### Extracted text
Agreed this specific issue is minor and we can close it or schedule it for 1.2 or even 1.2+ ? so that it doesn't get off the radar?

So, just to clear up a few assumptions (above) so that a future release can look at this in more detail, and to document the role of aether and Shrinkwrap:

  • Maven is a build tool and we are not building Maven artifacts nor are we using Maven. So, we are not using 'Maven functionality'. We are using an open multi-format repo library (aether) that happens to have a Maven repository format implementation - and that could easily have been extended for Ceylon repo format. The library allows a non-repo-manager mode and existence-check mode etc. which can be used.
  • Upstream aether library has all the features needed for our use cases -- so it is perhaps incorrect to say that this and related niggles are a limitation of upstream libraries. We don't use the aether library directly - we use aether through Shrinkwrap which is not ideal for our use case -- that is the main problem that doesn't allow quick one-line fixes/enhancements as with other CMR issues.

### Extracted information
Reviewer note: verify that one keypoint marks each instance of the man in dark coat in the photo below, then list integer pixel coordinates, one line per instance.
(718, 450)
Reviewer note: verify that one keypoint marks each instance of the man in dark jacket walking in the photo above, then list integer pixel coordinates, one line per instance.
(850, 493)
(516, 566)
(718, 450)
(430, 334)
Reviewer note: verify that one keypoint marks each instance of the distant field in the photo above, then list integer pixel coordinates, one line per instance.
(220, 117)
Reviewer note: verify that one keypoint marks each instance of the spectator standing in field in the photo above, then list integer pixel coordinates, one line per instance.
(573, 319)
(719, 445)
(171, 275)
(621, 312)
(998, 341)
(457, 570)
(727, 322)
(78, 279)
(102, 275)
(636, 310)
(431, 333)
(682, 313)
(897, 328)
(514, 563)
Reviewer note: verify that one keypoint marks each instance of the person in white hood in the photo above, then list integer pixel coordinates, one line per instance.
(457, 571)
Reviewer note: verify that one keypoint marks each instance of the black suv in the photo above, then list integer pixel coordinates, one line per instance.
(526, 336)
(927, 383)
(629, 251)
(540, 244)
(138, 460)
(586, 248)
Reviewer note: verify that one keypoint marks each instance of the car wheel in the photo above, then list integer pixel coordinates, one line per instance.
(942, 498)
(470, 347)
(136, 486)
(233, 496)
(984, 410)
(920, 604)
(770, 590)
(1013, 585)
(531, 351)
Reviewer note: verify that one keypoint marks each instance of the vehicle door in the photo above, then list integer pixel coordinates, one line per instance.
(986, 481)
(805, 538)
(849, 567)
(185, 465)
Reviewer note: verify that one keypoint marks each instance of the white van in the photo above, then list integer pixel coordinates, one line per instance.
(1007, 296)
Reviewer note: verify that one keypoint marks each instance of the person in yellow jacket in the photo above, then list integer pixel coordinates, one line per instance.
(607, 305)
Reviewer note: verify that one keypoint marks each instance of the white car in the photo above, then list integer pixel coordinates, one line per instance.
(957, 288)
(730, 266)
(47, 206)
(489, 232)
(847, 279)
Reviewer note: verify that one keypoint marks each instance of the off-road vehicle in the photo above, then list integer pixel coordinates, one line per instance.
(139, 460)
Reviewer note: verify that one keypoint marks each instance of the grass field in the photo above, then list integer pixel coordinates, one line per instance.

### Aim 1
Repeat the passage of the comment on aether and Shrinkwrap that begins at the words containing "Agreed this specific" and stops after "can be used.".
### Aim 2
Write what comes next in the comment on aether and Shrinkwrap, picking up after its final sentence.
The records were drawn from a different source than the comment on aether and Shrinkwrap.

### Expected output 1
Agreed this specific issue is minor and we can close it or schedule it for 1.2 or even 1.2+ ? so that it doesn't get off the radar?

So, just to clear up a few assumptions (above) so that a future release can look at this in more detail, and to document the role of aether and Shrinkwrap:

  • Maven is a build tool and we are not building Maven artifacts nor are we using Maven. So, we are not using 'Maven functionality'. We are using an open multi-format repo library (aether) that happens to have a Maven repository format implementation - and that could easily have been extended for Ceylon repo format. The library allows a non-repo-manager mode and existence-check mode etc. which can be used.

### Expected output 2
  • Perhaps the main reason for Shrinkrwrap being involved and CMR being forced to configure it through settings.xml is because of the requirement of Plexus container services lookup and injection, which can be easily bypassed and I think have gone away with the eclipse aether release.

This is just one of many minor niggles including a race condition I've spotted with aether in settings.xml mode (not proven yet) when building a large project. They all add up to slightly less than 'solid support' for Maven. BTW, with Herd, CMR is great, now that the network HEAD issue is fixed.

I think the best approach would be to gather these issues under a meta-issue 'Use aether directly for next release' or something less prescriptive, and then at least they remain open for 1.1 or 1.2, so that they don't fall off the radar. This is assuming that 'aether is the future' as commented a few days ago when discussing 'mvn:http'. If you want, I can oblige ;)

I am also looking at a light-weight Ceylon implementation as a ceylon.build task so that Maven artifacts can be used in a project without aether. That would give another option and also solve multi-repo, proxy and classloading of dependent artifacts.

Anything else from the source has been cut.